### TASK
Copy the rows from the beginning through the line containing "x=527, y=101", keeping the requests and their sample points unchanged but scaling every coordinate in the answers by 2.45, rounded to the nearest whole number with halves going up. Leave the pictures out.

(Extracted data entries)
--- begin ---

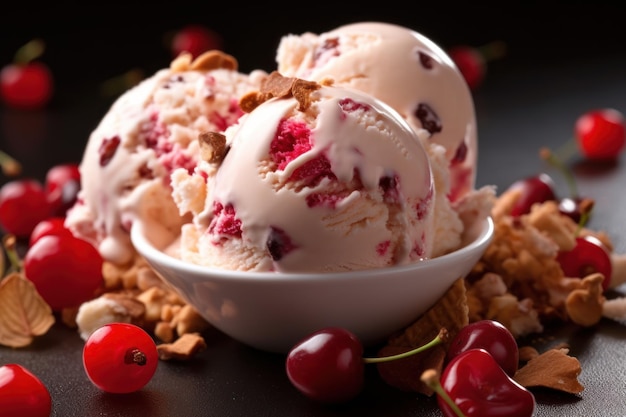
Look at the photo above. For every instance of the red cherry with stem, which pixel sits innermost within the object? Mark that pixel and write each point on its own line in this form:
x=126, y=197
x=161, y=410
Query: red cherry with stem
x=588, y=256
x=327, y=366
x=62, y=185
x=492, y=336
x=195, y=39
x=66, y=270
x=120, y=358
x=601, y=134
x=27, y=84
x=479, y=387
x=535, y=189
x=23, y=204
x=22, y=394
x=472, y=61
x=50, y=226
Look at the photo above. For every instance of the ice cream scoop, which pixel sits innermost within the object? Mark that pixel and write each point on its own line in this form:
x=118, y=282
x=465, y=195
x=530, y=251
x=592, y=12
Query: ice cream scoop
x=149, y=131
x=322, y=179
x=406, y=70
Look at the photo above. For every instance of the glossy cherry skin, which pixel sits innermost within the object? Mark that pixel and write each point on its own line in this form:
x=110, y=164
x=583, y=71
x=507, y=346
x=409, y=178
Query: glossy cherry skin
x=481, y=388
x=601, y=134
x=67, y=271
x=22, y=394
x=49, y=226
x=536, y=189
x=327, y=366
x=491, y=336
x=62, y=185
x=26, y=86
x=120, y=358
x=588, y=256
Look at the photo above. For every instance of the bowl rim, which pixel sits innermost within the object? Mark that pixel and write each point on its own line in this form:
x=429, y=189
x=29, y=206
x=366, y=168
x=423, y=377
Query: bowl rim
x=153, y=255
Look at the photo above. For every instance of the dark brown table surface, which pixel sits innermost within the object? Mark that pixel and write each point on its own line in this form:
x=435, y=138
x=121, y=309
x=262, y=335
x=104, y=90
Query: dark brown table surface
x=527, y=101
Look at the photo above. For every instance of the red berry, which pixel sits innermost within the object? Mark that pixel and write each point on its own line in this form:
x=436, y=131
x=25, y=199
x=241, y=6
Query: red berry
x=327, y=366
x=492, y=336
x=588, y=256
x=62, y=186
x=23, y=204
x=26, y=86
x=480, y=387
x=601, y=133
x=532, y=190
x=470, y=63
x=50, y=226
x=22, y=394
x=195, y=39
x=120, y=358
x=66, y=270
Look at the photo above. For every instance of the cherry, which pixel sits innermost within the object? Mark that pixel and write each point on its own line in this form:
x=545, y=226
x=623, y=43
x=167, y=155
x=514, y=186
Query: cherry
x=588, y=256
x=66, y=270
x=601, y=134
x=23, y=204
x=195, y=39
x=61, y=186
x=327, y=366
x=472, y=61
x=492, y=336
x=50, y=226
x=534, y=189
x=25, y=83
x=120, y=358
x=480, y=387
x=22, y=394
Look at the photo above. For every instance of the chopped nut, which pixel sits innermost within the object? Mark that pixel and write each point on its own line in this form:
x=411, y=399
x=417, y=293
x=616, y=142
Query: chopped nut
x=183, y=348
x=584, y=305
x=552, y=369
x=212, y=146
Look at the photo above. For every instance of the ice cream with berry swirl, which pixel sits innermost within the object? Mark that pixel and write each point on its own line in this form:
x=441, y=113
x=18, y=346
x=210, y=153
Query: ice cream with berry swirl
x=149, y=131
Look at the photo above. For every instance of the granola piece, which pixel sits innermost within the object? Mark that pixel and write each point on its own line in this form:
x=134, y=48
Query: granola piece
x=184, y=348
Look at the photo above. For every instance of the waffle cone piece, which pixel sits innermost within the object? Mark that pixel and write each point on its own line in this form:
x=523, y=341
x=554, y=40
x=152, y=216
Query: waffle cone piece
x=450, y=313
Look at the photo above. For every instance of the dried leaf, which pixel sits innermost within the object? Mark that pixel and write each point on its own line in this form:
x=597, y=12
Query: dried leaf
x=23, y=313
x=552, y=369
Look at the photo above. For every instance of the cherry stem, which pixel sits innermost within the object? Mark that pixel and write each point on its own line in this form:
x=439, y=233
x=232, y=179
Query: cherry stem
x=116, y=85
x=10, y=166
x=440, y=338
x=552, y=159
x=135, y=356
x=29, y=51
x=493, y=50
x=9, y=243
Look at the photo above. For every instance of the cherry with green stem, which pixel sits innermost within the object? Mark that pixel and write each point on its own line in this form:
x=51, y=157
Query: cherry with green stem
x=328, y=366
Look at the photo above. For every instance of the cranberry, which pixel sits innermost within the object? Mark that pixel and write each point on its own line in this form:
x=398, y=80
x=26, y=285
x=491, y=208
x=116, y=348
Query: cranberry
x=492, y=336
x=26, y=83
x=22, y=394
x=195, y=39
x=66, y=270
x=62, y=185
x=23, y=204
x=535, y=189
x=120, y=358
x=601, y=134
x=588, y=256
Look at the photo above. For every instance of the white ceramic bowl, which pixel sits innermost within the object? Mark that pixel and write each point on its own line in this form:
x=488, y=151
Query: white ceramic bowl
x=273, y=311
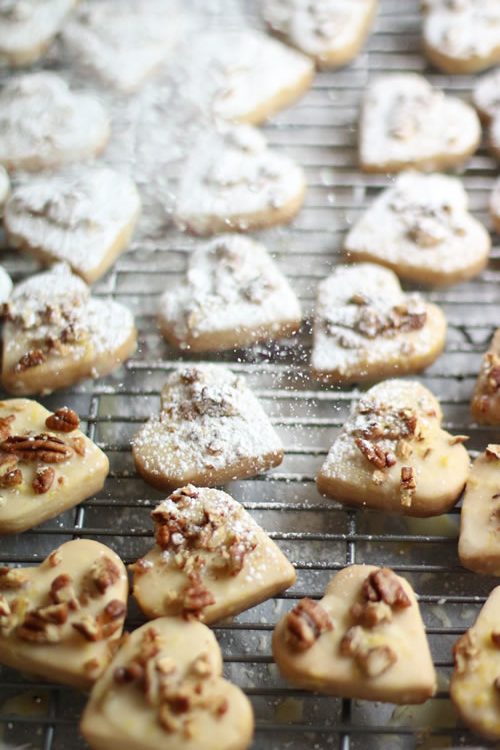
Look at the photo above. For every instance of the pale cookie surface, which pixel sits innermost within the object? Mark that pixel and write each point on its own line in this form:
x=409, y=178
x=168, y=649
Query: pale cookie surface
x=45, y=125
x=421, y=229
x=84, y=216
x=27, y=27
x=462, y=36
x=475, y=683
x=244, y=76
x=405, y=122
x=211, y=559
x=123, y=48
x=233, y=295
x=332, y=32
x=365, y=639
x=46, y=464
x=62, y=619
x=233, y=182
x=393, y=455
x=211, y=429
x=366, y=327
x=184, y=704
x=55, y=333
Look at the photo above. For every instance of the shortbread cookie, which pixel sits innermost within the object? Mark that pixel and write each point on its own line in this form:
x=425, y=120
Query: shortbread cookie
x=405, y=122
x=244, y=76
x=365, y=639
x=62, y=619
x=211, y=429
x=234, y=182
x=332, y=32
x=55, y=333
x=27, y=28
x=125, y=48
x=84, y=216
x=46, y=464
x=366, y=327
x=421, y=229
x=393, y=455
x=45, y=125
x=475, y=683
x=486, y=398
x=233, y=295
x=164, y=689
x=211, y=559
x=462, y=36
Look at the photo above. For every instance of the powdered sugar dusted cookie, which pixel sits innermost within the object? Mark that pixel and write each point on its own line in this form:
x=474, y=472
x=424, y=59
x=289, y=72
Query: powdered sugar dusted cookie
x=46, y=464
x=84, y=216
x=56, y=333
x=366, y=327
x=43, y=124
x=421, y=229
x=164, y=689
x=365, y=639
x=27, y=28
x=405, y=122
x=393, y=455
x=123, y=48
x=62, y=619
x=245, y=76
x=332, y=32
x=234, y=182
x=211, y=429
x=462, y=36
x=233, y=295
x=211, y=559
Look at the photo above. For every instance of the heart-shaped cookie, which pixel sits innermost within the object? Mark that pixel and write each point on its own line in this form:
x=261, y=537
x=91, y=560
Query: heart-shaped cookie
x=421, y=229
x=84, y=216
x=62, y=619
x=211, y=559
x=211, y=429
x=164, y=689
x=55, y=333
x=462, y=37
x=233, y=295
x=233, y=182
x=367, y=328
x=393, y=455
x=28, y=27
x=332, y=32
x=46, y=464
x=365, y=639
x=45, y=125
x=405, y=122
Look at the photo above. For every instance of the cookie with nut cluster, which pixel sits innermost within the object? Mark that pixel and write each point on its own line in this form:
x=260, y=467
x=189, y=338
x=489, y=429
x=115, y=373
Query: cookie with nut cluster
x=166, y=679
x=211, y=560
x=211, y=429
x=62, y=619
x=233, y=295
x=392, y=454
x=366, y=327
x=420, y=228
x=407, y=123
x=365, y=639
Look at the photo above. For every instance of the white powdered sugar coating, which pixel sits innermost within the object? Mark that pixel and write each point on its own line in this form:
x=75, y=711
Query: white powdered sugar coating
x=405, y=120
x=231, y=282
x=44, y=124
x=123, y=46
x=75, y=215
x=231, y=174
x=421, y=222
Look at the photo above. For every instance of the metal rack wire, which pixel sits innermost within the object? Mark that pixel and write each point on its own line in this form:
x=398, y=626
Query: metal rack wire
x=320, y=536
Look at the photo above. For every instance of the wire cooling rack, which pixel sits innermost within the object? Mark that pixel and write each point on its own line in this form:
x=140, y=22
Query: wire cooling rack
x=319, y=535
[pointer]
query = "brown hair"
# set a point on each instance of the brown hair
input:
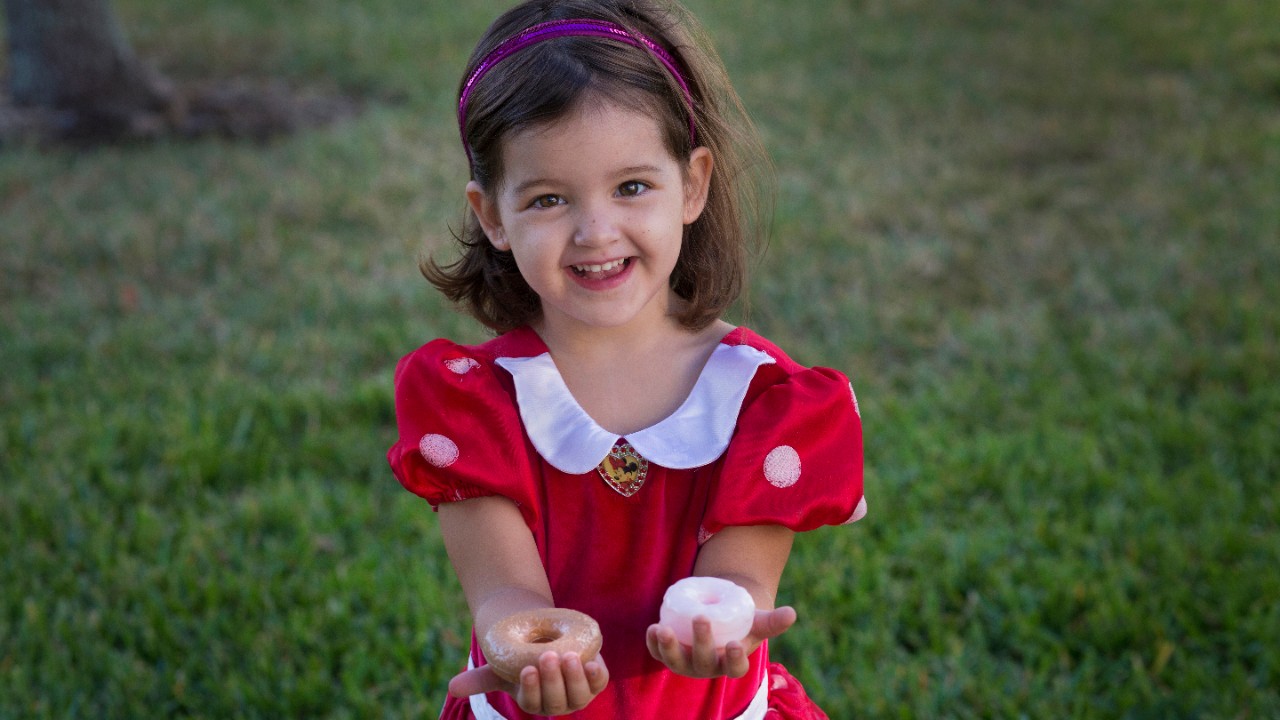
(547, 81)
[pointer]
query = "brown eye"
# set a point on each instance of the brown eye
(547, 201)
(631, 188)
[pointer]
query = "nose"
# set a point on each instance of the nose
(595, 226)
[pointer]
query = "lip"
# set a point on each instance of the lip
(593, 281)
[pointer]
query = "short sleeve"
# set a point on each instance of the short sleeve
(795, 459)
(460, 432)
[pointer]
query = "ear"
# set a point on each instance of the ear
(487, 214)
(698, 181)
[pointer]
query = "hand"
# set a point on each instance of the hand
(556, 686)
(704, 660)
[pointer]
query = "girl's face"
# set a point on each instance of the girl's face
(593, 208)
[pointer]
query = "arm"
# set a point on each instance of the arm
(753, 557)
(501, 573)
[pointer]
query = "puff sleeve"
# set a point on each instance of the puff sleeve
(460, 431)
(795, 459)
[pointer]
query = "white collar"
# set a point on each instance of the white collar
(695, 434)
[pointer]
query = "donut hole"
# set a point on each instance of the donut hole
(543, 637)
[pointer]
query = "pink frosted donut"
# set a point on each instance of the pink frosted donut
(520, 639)
(728, 606)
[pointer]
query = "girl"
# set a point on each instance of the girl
(617, 434)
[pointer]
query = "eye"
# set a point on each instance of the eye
(545, 201)
(631, 188)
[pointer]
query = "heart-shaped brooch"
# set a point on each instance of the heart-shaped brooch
(624, 469)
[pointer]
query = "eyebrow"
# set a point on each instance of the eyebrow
(622, 172)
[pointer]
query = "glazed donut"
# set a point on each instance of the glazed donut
(727, 605)
(519, 639)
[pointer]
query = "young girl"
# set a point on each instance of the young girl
(617, 434)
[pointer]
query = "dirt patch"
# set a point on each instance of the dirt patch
(237, 109)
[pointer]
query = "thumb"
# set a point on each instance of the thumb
(476, 680)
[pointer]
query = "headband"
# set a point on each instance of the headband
(568, 28)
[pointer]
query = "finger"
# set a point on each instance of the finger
(704, 647)
(476, 680)
(577, 688)
(529, 697)
(597, 675)
(554, 700)
(736, 662)
(668, 651)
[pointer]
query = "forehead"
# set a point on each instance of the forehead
(593, 139)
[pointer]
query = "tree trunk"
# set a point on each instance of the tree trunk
(71, 57)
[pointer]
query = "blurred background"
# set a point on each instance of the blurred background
(1043, 238)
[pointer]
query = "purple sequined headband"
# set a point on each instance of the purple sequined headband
(568, 28)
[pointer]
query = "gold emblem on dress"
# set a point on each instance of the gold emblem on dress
(624, 469)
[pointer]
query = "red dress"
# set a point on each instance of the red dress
(760, 440)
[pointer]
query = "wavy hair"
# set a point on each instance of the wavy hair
(547, 81)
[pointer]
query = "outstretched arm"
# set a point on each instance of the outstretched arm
(501, 573)
(753, 557)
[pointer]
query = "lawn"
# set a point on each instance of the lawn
(1043, 238)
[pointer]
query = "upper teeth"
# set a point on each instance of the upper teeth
(599, 268)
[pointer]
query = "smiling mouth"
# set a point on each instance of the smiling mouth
(603, 270)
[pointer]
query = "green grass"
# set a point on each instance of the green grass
(1042, 237)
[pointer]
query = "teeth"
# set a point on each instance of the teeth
(599, 268)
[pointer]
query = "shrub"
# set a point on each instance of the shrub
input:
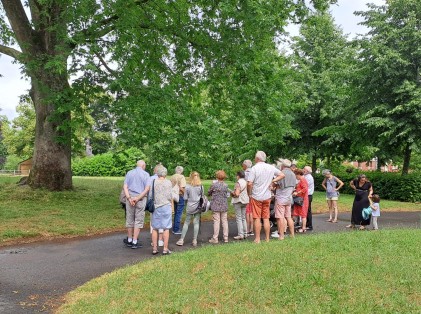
(108, 164)
(392, 186)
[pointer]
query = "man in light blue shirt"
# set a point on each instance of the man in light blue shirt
(136, 188)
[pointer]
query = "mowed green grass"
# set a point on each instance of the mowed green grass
(92, 208)
(353, 272)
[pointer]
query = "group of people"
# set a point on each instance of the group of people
(255, 187)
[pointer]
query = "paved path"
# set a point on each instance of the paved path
(35, 277)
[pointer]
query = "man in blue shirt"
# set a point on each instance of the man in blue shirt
(136, 188)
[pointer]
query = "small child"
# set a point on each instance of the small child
(375, 207)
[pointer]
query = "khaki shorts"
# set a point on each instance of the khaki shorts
(282, 211)
(135, 215)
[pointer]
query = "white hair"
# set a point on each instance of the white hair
(261, 155)
(247, 163)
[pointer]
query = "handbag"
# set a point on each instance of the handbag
(150, 203)
(298, 200)
(203, 202)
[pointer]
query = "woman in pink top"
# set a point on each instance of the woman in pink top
(301, 190)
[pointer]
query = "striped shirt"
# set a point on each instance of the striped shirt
(261, 175)
(137, 180)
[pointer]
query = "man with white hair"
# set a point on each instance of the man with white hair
(259, 182)
(179, 180)
(310, 180)
(283, 199)
(136, 187)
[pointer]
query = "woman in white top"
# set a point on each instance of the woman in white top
(240, 199)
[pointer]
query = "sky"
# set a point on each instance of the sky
(12, 85)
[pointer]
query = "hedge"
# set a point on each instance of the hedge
(391, 186)
(108, 164)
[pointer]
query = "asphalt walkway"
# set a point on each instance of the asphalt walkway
(35, 277)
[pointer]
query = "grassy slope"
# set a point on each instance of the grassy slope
(92, 207)
(354, 272)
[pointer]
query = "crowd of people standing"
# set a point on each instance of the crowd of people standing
(255, 188)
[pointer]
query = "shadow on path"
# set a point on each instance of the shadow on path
(35, 277)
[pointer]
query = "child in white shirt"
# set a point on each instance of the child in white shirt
(375, 209)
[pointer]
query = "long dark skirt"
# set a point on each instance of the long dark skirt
(360, 202)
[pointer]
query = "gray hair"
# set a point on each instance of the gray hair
(247, 163)
(261, 155)
(141, 164)
(161, 171)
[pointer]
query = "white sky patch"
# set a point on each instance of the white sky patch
(12, 85)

--- end ---

### THE SOLUTION
Look at the photo above. For every instance of the red cherry with stem, which pixel sits innermost within the object? Mark that pixel and write each point on its own line in this form:
x=126, y=197
x=161, y=410
Query: red cherry with stem
x=1441, y=627
x=801, y=897
x=152, y=453
x=1205, y=823
x=478, y=96
x=162, y=662
x=294, y=877
x=1472, y=328
x=66, y=206
x=1174, y=948
x=1311, y=463
x=56, y=500
x=54, y=965
x=1156, y=149
x=123, y=554
Look at the photo above. For every instance of the ice cream scoop, which pixel sits innermost within the object? Mark that pixel and write each point on its own line in this form:
x=118, y=282
x=465, y=195
x=530, y=251
x=592, y=12
Query: ice cream scoop
x=365, y=321
x=789, y=439
x=995, y=172
Look at the photo above. For every instance of the glossy cherry skin, which pixel sits innermost within the object? Mark that pixel and write each point on its own line in this form:
x=110, y=164
x=583, y=71
x=507, y=346
x=409, y=178
Query: glossy cherry skin
x=1178, y=951
x=1472, y=328
x=164, y=664
x=54, y=965
x=120, y=554
x=1313, y=463
x=801, y=897
x=1203, y=823
x=152, y=453
x=64, y=211
x=294, y=877
x=1441, y=627
Look at the photo above. For every instance of the bowl rim, which pixel sits innermost within the object? Mark that pixel and write each point on its own line in this form:
x=429, y=189
x=29, y=206
x=366, y=168
x=423, y=377
Query: bowl rim
x=375, y=625
Look at the photo above. For every instance of the dark brown table surface, which pixel sits innermost within the object? Mark that pixel and write each point on its own line in this form:
x=435, y=138
x=121, y=309
x=262, y=335
x=104, y=90
Query: dark brown table surface
x=1291, y=247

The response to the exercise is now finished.